Segment Start: Excerpted text

One of the most widely used experimental approaches in virtually every life sciences laboratory, protein expression has witnessed, particularly in recent years, transformative changes that were greatly catalyzed by advances in biotechnology.
Depending on several factors, including individual characteristics and downstream applications, proteins can be generated in various settings, most frequently involving bacterial, eukaryotic, and cell-free expression systems.
Proteins represent one of the major therapeutic targets. Accordingly, the strategies that are used to characterize these targets influence drug discovery and development efforts.
“It is beneficial to use a number of different biophysical approaches to characterize protein structure to be confident that one can obtain relevant structural information that is not adversely influenced by a particular method,” says Brian K. Kobilka, M.D., professor of molecular and cellular physiology and medicine at Stanford University School of Medicine and co-recipient of the 2012 Nobel Prize in Chemistry.
In a recent study, Dr. Kobilka and colleagues used NMR to study the beta 2-adrenergic receptor, a prototypical G-protein-coupled receptor. Approximately 40–50% of the existing therapeutic agents target GPCRs, the most diverse group of eukaryotic membrane receptors, making them occupy a particularly important position in the therapeutic arena.

Segment End: Excerpted text
Segment Start: Extracted material

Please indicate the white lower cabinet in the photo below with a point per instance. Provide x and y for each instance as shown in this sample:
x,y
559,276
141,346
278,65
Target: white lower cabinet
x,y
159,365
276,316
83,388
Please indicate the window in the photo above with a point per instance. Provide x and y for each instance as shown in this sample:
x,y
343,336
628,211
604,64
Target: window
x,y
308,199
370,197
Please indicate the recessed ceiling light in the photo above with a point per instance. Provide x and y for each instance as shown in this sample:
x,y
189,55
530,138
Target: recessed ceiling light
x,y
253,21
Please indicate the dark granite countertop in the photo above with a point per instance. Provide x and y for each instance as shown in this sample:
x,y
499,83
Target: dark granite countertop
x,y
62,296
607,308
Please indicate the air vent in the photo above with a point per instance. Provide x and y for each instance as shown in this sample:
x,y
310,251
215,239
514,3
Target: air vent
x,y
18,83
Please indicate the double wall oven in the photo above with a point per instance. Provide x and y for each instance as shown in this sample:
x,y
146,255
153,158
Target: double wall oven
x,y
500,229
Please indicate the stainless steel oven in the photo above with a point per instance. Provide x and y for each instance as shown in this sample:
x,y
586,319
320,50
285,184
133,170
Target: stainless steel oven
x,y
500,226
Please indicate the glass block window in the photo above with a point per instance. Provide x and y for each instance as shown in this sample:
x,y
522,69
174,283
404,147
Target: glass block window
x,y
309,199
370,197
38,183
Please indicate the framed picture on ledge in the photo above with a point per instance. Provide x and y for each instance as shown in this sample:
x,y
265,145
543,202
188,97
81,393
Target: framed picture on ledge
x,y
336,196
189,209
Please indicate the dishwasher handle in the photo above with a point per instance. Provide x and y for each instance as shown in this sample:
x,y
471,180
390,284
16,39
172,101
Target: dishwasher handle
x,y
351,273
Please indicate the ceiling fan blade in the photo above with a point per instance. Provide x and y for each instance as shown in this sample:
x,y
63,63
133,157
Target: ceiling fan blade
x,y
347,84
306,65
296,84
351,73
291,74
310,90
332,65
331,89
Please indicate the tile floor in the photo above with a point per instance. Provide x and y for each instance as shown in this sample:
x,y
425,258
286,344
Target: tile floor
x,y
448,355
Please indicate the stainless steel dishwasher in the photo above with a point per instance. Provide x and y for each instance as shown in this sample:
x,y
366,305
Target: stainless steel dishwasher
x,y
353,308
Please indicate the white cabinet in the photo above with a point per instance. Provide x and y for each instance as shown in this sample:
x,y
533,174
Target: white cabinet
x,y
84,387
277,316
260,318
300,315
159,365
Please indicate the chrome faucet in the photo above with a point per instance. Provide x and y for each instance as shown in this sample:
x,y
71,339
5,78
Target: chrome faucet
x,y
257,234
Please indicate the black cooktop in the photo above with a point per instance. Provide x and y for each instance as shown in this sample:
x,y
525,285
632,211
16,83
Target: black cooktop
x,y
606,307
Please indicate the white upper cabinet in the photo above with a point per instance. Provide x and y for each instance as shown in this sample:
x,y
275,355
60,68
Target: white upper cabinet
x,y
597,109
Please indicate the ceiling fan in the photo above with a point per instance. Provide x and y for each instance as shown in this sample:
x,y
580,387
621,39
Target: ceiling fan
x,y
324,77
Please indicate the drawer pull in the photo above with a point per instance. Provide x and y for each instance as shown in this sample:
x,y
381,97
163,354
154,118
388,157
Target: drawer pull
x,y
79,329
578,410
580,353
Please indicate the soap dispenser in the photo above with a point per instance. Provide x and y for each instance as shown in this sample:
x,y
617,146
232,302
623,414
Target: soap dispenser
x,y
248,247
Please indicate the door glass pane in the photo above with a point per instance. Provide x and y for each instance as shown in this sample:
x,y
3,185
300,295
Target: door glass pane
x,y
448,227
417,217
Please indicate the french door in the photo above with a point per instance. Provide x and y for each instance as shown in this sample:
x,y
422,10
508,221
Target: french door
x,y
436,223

Segment End: Extracted material

◆ Work item A:
In the text on protein expression, roughly what share of existing therapeutic agents target GPCRs?
◆ Work item B:
List every expression system that the text on protein expression names as most often used to generate proteins.
Answer using only the text on protein expression.

◆ Final answer A:
Approximately 40–50%.

◆ Final answer B:
Bacterial, eukaryotic, and cell-free expression systems.